INSTRUCTION 1:
In the passage on contract repudiation, what two choices does the other party have once a repudiation occurs?
INSTRUCTION 2:
Write a continuation of the passage on contract repudiation, starting right after its last sentence.

PASSAGE:
When a Party to a Contract Breaches the Contract Terms, Is the Other Party to the Contract Released From the Contract?

Where a Party to An Agreement Breached Terms of the Agreement or Shows An Intention to Breach the Agreement, Such a Breach or Anticipatory Breach Is Deemed a Repudiation of the Agreement. When a Party Repudiates the Agreement, Other Parties to the...


Understanding Contract Repudiation Principles Involving Expressions of Intent to Fail to Abide By An Agreement

Repudiation of Agreement Involves Release of Obligations Via Failure to Comply By Other Party In the situation where a party to a contract breaches the contract or clearly shows an intention to breach the contract, such conduct is known as a repudiation. Upon a repudiation, the other party, or parties, to the contract may elect to sue for harm resulting from the breach, if any, or choose acceptance of the repudiation and discharge of all remaining obligations.

The Law

In Potter v. New Brunswick Legal Aid Services Commission, [2015] 1 S.C.R. 500, as well as Brown v. Belleville (City), 2013 ONCA 148, the principles of repudiation of contract were explained whereas it was said:


[145]  There is a wealth of learning about the types of breach that constitute repudiation. Without getting into the details, we may say in brief that a breach is a repudiation of the contract if it is a breach of a contractual condition or of some other sufficiently important term of the contract so that there is a substantial failure of performance:  S. M. Waddams, The Law of Contracts (6th ed. 2010), at ¶590; McCamus, at pp. 676-77.

[146]  I pause here to deal with three problems of terminology that can cause confusion.

RECORDED INFORMATION:

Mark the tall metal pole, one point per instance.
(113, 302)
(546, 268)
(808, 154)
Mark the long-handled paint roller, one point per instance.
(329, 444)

EXPECTED ANSWER 1:
It may sue for any harm resulting from the breach, or it may accept the repudiation and be discharged from all remaining obligations.

EXPECTED ANSWER 2:
[147]  The first relates to the word “repudiation”; it is used in at least two different senses. Sometimes it refers to the conduct of the breaching party in committing a breach that is sufficiently serious to give the non-breaching party the right to treat the contract as over. At other times the term is used to refer to the choice of the non-breaching party, faced with this sort of serious breach, to treat the contract as over. I will use the word “repudiation” to refer to the acts of the party alleged to be in breach. I will refer to the choice of the non-breaching party to treat the contract as over as “acceptance” of the repudiation.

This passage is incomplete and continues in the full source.